> _TO DO_
Retype the material so that each line matches the original exactly.

> _RECORDED DATA_
------------------------------------------------------------------------
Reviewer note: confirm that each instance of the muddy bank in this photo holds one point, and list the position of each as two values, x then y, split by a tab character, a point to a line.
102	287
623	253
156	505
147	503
------------------------------------------------------------------------
> _ANSWER AREA_
Reviewer note: confirm that each instance of the muddy bank in this photo holds one point, and list the position of each as two values, x then y, split by a tab character, a point to a line.
102	287
623	253
156	505
147	503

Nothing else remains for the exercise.